- Ausgewählter Auszug
┄┄┄┄┄┄┄┄┄┄
Die streitsüchtige Titania hat den Pagen des Elfenkönigs verführt, und das schreit nach Rache. Oberons Deus ex machina heißt Puck und soll ein Zaubermittel versprühen, das Titania für das nächstbeste Wesen, das ihr über den Weg läuft, in Liebe entbrennen lässt, und prompt kreuzt der eselsköpfige Weber Zettel ihren Weg. Er ist einer der vielen Protagonisten in diesem mythologischen Verwirrspiel, der sich in dieser mondsüchtigen Nacht des 21. Juni im Wald herumtreibt. Füssli macht den Betrachter zum Voyeur eines sinnlichen Beziehungsdramas zwischen Dämon und Königin:



Titania liebkost Zettel mit dem Eselskopf von Johann Heinrich Füssli | Bildquelle: Wikimedia


Titania trägt einen kleinen Hut mit einer Mondsichel, der ihr Haar fast nicht berührt und umarmt liebevoll-innig mit beiden Armen den eselsköpfigen Zettel, der das alles ruhig und teilnahmslos über sich ergehen lässt und seine Arme um die eigenen Knie geschlungen hat. Der sonst so geschwätzige Weber aus Athen sitzt passiv und prominent in der Mitte des Bildes. Sein goldfarbener Eselskopf ist mit einer Perlenkette geschmückt, die er sich als Handwerker gar nicht leisten kann. Weißes, übersinnliches Scheinwerferlicht hüllt die halbnackte, blondgelockte Titania in hingebungsvolle Lüsternheit und raubt dem Gemälde die Farbe. Die seltsamen Hände des weiblichen Wesens hinter den Beiden streicheln Zettels Kopf. Ist sie eine Elfe, eine Fee oder ein Waldgeist, oder sind die deformierten Hände ein Ergebnis von Füsslis nicht sehr ausgeprägten Anatomiekenntnissen? Die vom Elfenkönig geplante Demütigung ist jedenfalls nicht eingetreten, denn die verliebte Titania merkt ja nicht, dass sie sich lächerlich macht, indem sie einen Esel umarmt. Sie scheint im Gegenteil diesen Traum durchaus zu genießen. Füssli gönnt Oberon diese Rache also nicht. Umgeben ist das seltsame Paar von anderen Misch- oder Fabelwesen, die überall im Bild um die Beiden herum schweben. Es sind Naturgeister, Mitglieder von Titanias Gefolge und Hofmusiker, die dieses traumverliebte Mondfest musikalisch untermalen. Ein gespenstischer Wind scheint sie alle perspektivlos durch das Bild zu wehen. Oberons ausführendes Organ, sein Handlanger Puck, ist oben rechts im Bild als roter Fleck zu sehen. Dieser hat aber, wie soll es anders sein, seinen Auftrag ein wenig zu ernst genommen und gleich alles, was ihm vor die Füße lief, mit dem Wundermittel betröpfelt und so ein großartiges Chaos in dieser Sommersonnwendnacht hervorgerufen. Die beiden anderen edlen Fräuleins links oben im Bild sind wahrscheinlich Hermia und Helena. Füssli macht sie zu puppenhaften, geschminkten Holzfrauen und lässt sie aus dem Licht kommend seine Waldbühne betreten, um sich in der verruchten, geheimnisvollen Dunkelheit des verzauberten Gehölzes zu verlieren. Wir wissen aber aus Shakespeares Geschichte, dass ihre Welt und ihr Liebesleben für diese spezielle Nacht ebenfalls aus den Fugen geraten wird. Füssli konzentriert sich allerdings nur auf Titania. Erst der Morgen beendet das Chaos und stellt wieder Ordnung im Wald her.
┄┄┄┄┄┄┄┄┄┄
Datensätze aus einem Datenbestand
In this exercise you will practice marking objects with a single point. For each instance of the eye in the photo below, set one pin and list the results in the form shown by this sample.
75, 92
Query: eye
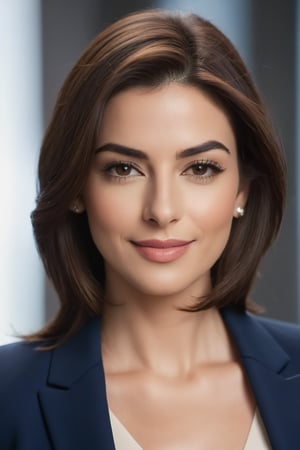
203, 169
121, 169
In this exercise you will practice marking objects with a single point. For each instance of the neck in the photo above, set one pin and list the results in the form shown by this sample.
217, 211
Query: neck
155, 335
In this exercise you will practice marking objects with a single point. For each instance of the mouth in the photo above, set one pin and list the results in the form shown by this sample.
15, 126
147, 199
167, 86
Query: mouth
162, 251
┄┄┄┄┄┄┄┄┄┄
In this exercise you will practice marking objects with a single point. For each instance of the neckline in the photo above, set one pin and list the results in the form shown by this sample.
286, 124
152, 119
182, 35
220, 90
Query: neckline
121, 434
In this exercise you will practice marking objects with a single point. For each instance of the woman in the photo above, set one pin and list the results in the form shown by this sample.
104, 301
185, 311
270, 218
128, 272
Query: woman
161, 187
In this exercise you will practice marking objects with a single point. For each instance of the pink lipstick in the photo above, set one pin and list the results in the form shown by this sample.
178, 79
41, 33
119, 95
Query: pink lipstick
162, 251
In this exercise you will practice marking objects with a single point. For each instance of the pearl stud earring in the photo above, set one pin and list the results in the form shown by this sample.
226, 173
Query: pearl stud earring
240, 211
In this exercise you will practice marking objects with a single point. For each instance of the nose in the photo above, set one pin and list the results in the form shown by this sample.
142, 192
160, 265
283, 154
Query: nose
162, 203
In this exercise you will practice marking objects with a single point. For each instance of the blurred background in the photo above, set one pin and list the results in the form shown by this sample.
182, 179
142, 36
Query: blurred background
┄┄┄┄┄┄┄┄┄┄
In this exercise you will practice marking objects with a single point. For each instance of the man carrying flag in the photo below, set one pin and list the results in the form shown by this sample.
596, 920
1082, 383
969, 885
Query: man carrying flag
┄┄┄┄┄┄┄┄┄┄
- Was zu tun ist
[A] An welcher Stelle und in welcher Form ist Puck laut dem Text über Füsslis Titania-Gemälde im Bild zu sehen?
[B] Fasse den Text über Füsslis Titania-Gemälde in zwei Sätzen zusammen.
[C] Schreib den Text über Füsslis Titania-Gemälde im Anschluss an seinen letzten Satz weiter.
Die Datensätze haben mit dem Text über Füsslis Titania-Gemälde nichts zu tun.

- Gelöste Aufgaben
[A] Puck ist oben rechts im Bild als roter Fleck zu sehen.

[B] Oberon lässt Puck ein Zaubermittel versprühen, durch das sich Titania in den eselsköpfigen Weber Zettel verliebt, den sie in Füsslis Gemälde innig umarmt, während er passiv in der Bildmitte sitzt. Die geplante Demütigung tritt jedoch nicht ein, weil Titania ihren Traum genießt, und das Paar ist von Fabelwesen, dem als roter Fleck gezeigten Puck und wahrscheinlich Hermia und Helena umgeben.

[C]
Christa Blenk - 28. September 2021
ID 13170
Johann Heinrich Füsslis surreal-romantischer Grusel-Manierismus kennt keine Konventionen, seien es künstlerische oder persönliche und eine genaue Interpretation des Textes ist auch nicht sein Streben. Ständig sorgen seine von verbotener Verzückung strotzenden Bilder für Skandale, die ihm nicht immer Ehre einbringen, aber ihn berühmt machen. Theater, Literatur und Poesie oder Legenden bleiben sein Leben lang seine Inspirationsquellen. Man unterstellt ihm die Teilnahme an okkultistischen Aktionen, und angeblich soll er auch Opium konsumiert haben, um seine Schöpferkraft immer wieder anzuspornen. Mit einem 47-teiligen Bilderzyklus bringt er seine Bewunderung von John Miltons Lost Paradise zum Ausdruck. Füssli gräbt immer wieder im menschlichen Unterbewusstsein und nimmt den Betrachter mit auf eine Reise zwischen prickelnder Angst, doch auch mal von einem solchen Wesen nachts aufgesucht zu werden und der erleichterten Hoffnung, am Morgen wieder sicher und ruhig aufzuwachen und sich mit Genuss daran zu erinnern.

Titania liebkost Zettel mit dem Eselkopf entsteht 1793, misst 135 x 169 cm und hängt im Kunsthaus Zürich.